§ **What you should do**
Update the rows from the line with "Segment every instance of the <item>soft-focus" to the line with "825 60 L 840" by replacing "straight edges" with "line segments", leaving everything else unchanged.

§ **Record list**
- - - - -
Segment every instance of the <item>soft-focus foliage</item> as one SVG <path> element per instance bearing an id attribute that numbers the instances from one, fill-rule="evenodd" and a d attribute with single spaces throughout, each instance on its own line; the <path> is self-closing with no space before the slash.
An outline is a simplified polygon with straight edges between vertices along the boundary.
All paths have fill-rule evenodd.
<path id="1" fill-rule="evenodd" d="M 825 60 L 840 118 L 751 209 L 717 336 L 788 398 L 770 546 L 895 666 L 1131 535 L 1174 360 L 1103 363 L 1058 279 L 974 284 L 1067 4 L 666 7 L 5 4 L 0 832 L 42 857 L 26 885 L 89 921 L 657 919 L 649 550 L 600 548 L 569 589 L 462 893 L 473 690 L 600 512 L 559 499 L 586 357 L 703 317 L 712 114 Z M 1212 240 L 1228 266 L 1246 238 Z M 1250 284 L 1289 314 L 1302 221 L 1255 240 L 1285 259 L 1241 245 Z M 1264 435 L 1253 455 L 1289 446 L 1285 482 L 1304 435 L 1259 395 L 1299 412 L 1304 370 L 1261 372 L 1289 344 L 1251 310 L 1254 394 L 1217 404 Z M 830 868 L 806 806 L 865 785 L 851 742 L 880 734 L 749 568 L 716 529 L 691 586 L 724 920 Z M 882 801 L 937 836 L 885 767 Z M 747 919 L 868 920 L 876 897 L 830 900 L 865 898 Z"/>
- - - - -
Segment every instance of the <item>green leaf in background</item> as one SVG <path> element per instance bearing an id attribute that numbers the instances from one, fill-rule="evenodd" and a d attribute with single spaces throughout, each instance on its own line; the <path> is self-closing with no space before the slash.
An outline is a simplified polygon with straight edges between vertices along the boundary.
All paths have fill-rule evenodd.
- - - - -
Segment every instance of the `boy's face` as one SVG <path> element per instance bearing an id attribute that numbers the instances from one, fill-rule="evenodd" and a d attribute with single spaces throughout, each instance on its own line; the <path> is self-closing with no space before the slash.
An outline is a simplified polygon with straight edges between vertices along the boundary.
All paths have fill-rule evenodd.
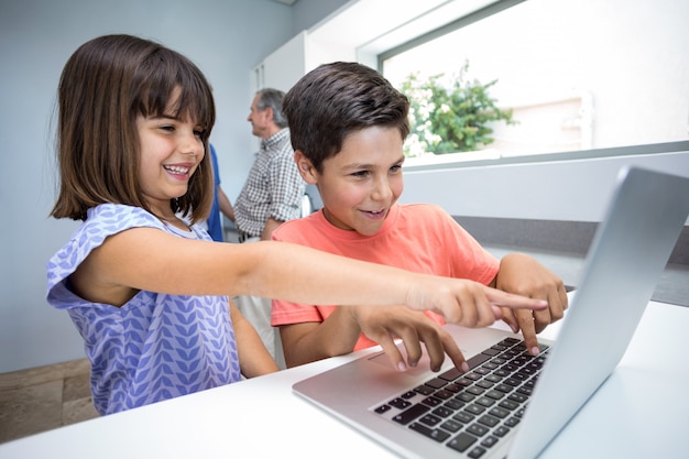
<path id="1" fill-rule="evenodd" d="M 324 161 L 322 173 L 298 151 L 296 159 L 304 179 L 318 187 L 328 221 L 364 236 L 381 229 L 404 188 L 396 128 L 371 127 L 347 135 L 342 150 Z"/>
- - - - -
§ **Written answer**
Segment every instance of the <item>soft-focus foliage</item> as one SVG <path> element per instance bearing an id attribute that numbers the instances from one, fill-rule="evenodd" and a d attribute with single spaces throughout, each instance on its own line; the <path> is self-closing with no space before the slash.
An outline is a simplified polygon with line segments between vertices along the boundary.
All paths have fill-rule evenodd.
<path id="1" fill-rule="evenodd" d="M 825 60 L 840 118 L 751 209 L 717 336 L 788 398 L 770 546 L 895 666 L 1131 535 L 1174 360 L 1103 363 L 1058 279 L 974 284 L 1067 4 L 666 7 L 5 4 L 0 832 L 42 857 L 26 885 L 89 921 L 657 919 L 649 550 L 600 548 L 569 589 L 462 893 L 473 690 L 600 512 L 559 499 L 586 357 L 703 317 L 712 114 Z M 1212 240 L 1228 266 L 1246 238 Z M 1250 284 L 1289 314 L 1302 221 L 1255 240 L 1285 259 L 1241 245 Z M 1264 435 L 1253 455 L 1289 446 L 1285 482 L 1304 435 L 1259 395 L 1299 412 L 1304 370 L 1261 372 L 1289 344 L 1251 310 L 1254 394 L 1217 404 Z M 830 868 L 806 806 L 865 785 L 851 742 L 880 734 L 749 568 L 716 529 L 691 586 L 724 920 Z M 882 801 L 937 836 L 885 767 Z M 747 919 L 868 920 L 876 897 L 830 900 L 865 898 Z"/>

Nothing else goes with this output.